▸ **Excerpted passage**:
Thursday, December 2, 2010

The power of story

About 2 years ago now, I sensed that I needed to get away from the craziness of life for a week and go to this little place of prayer called The Hermitage in Three Rivers, Michigan.  It's a place where they practice the discipline of silence and you have time and space to just meet with God.

I'd been somewhat avoiding having such extended time with my own thoughts.  My brother had been diagnosed with cancer that year, and I'd spent a lot of the year just trying to survive.  I can't even explain now what the realization of his mortality did to me emotionally.  He's the only person who experienced life with me in that way - we grew up in the states, and then left with our family to move overseas when I was 13 and he was 11.  The thought of not having someone in the world who understands that life experience was horrifying to me.  But I think I only cried about it once, and then I proceeded to take care of everyone - him, my sister-in-law, myself.  My parents were still gone, you see, living overseas.  So taking care of everything fell on me.

I'd spent a lot of years before that surviving too.  The moving back and forth overseas and losing all important relationships made it hard for me to be able to open up and risk needing other people around.  Inevitably, they would leave or I would leave.  It doesn't help that I have a passion for and an interest in the world, so virtually all of my friends are forever jet-setting around, spending a year in this country or that one.  I had finally come to a place of healthy interdependence within a community, and then once again I was headed toward survival.  And for me, that means shutting everything off - all emotions, all relationships - and just walking through life.  I was well on my way toward doing that again.  And what I've noticed about life is that if you hold on to a pattern like that long enough, it becomes very difficult to undo.

So away I went, to the Hermitage.  I took a stack of books from the library - spiritual books, devotionals.  I took my guitar, my journal, my Bible.  And I went and I stayed in a tiny cabin in the woods.  And I had space and time to listen.  When I got to the cabin, I found some books sitting in the desk.  One of them was CS Lewis's "Till we have faces."  When I got tired of reading "serious" books, I picked that one up.  And I was engrossed.  Here was a story about a person whose whole world had fallen apart.  I read and I read, and then I got to the part where she is led to the room to read her charges against the god in the story.

And I stopped.  And I cried.  And I finally made the choice to be real about my own "charges" against God - about my questions about whether he is good and whether he will provide for us.  My refusal to admit those questions, even to myself, had created a barrier between myself and God, and probably myself and other people.  Once I said those words out loud, I was able to hear the truth from Scripture about who God actually is.

▸ **What you are asked to do**: Update the post titled "The power of story": give everything from "I'd been somewhat" down to "fell on me." again, with "horrifying" replaced by "terrifying". Rely on the text alone for every item.

▸ **Study material**:

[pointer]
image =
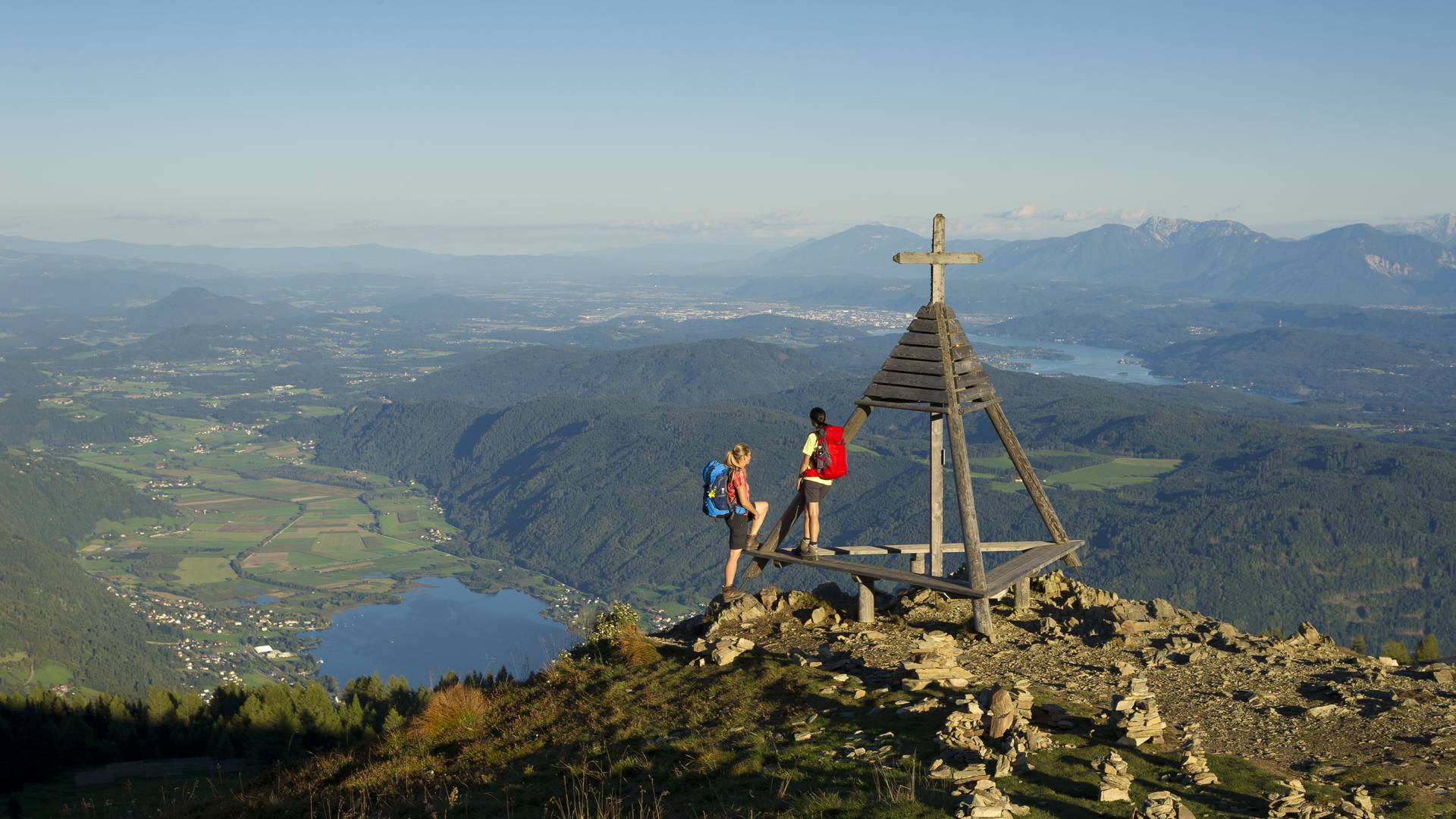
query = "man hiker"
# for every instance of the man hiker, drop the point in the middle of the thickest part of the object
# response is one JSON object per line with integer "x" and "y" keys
{"x": 823, "y": 461}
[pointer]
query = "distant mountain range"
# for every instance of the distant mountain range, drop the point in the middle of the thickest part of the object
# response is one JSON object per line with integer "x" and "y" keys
{"x": 196, "y": 305}
{"x": 1356, "y": 264}
{"x": 1411, "y": 264}
{"x": 1440, "y": 229}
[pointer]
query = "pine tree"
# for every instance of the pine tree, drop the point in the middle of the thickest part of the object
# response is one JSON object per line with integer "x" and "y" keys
{"x": 394, "y": 722}
{"x": 1397, "y": 651}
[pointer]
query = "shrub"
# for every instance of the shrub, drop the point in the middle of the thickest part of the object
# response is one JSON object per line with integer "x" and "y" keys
{"x": 1427, "y": 649}
{"x": 452, "y": 713}
{"x": 615, "y": 621}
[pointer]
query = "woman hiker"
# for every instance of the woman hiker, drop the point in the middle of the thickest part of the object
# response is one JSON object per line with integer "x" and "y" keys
{"x": 746, "y": 518}
{"x": 811, "y": 485}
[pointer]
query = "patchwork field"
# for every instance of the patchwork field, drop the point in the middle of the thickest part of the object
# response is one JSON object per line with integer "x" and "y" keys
{"x": 1117, "y": 472}
{"x": 1106, "y": 472}
{"x": 308, "y": 528}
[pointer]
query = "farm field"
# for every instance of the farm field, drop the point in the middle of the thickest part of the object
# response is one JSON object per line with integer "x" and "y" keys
{"x": 259, "y": 504}
{"x": 1110, "y": 474}
{"x": 1117, "y": 472}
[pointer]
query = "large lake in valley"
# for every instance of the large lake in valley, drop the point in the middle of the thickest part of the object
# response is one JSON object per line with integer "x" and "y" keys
{"x": 441, "y": 626}
{"x": 1050, "y": 357}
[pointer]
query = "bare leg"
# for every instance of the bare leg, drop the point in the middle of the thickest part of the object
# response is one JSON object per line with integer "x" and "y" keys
{"x": 761, "y": 509}
{"x": 731, "y": 570}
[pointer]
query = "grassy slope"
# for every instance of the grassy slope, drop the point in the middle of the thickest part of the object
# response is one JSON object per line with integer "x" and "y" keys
{"x": 669, "y": 739}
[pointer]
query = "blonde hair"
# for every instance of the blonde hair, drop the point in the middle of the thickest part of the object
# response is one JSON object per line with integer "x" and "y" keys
{"x": 737, "y": 455}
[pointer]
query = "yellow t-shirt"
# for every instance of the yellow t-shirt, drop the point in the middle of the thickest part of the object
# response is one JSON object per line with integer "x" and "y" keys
{"x": 810, "y": 445}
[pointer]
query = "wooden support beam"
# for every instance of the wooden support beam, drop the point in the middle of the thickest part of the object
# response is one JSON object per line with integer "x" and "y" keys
{"x": 1022, "y": 594}
{"x": 1024, "y": 564}
{"x": 1030, "y": 480}
{"x": 925, "y": 548}
{"x": 962, "y": 465}
{"x": 943, "y": 259}
{"x": 874, "y": 572}
{"x": 937, "y": 496}
{"x": 865, "y": 599}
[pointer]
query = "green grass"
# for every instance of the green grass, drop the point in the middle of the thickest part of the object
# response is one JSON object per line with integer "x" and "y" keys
{"x": 682, "y": 741}
{"x": 1117, "y": 472}
{"x": 49, "y": 673}
{"x": 197, "y": 570}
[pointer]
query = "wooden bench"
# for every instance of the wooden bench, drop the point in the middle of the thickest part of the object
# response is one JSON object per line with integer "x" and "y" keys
{"x": 1034, "y": 556}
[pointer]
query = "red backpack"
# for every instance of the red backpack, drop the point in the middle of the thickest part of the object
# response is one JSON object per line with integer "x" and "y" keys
{"x": 829, "y": 461}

▸ **Solution to the exercise**:
I'd been somewhat avoiding having such extended time with my own thoughts.  My brother had been diagnosed with cancer that year, and I'd spent a lot of the year just trying to survive.  I can't even explain now what the realization of his mortality did to me emotionally.  He's the only person who experienced life with me in that way - we grew up in the states, and then left with our family to move overseas when I was 13 and he was 11.  The thought of not having someone in the world who understands that life experience was terrifying to me.  But I think I only cried about it once, and then I proceeded to take care of everyone - him, my sister-in-law, myself.  My parents were still gone, you see, living overseas.  So taking care of everything fell on me.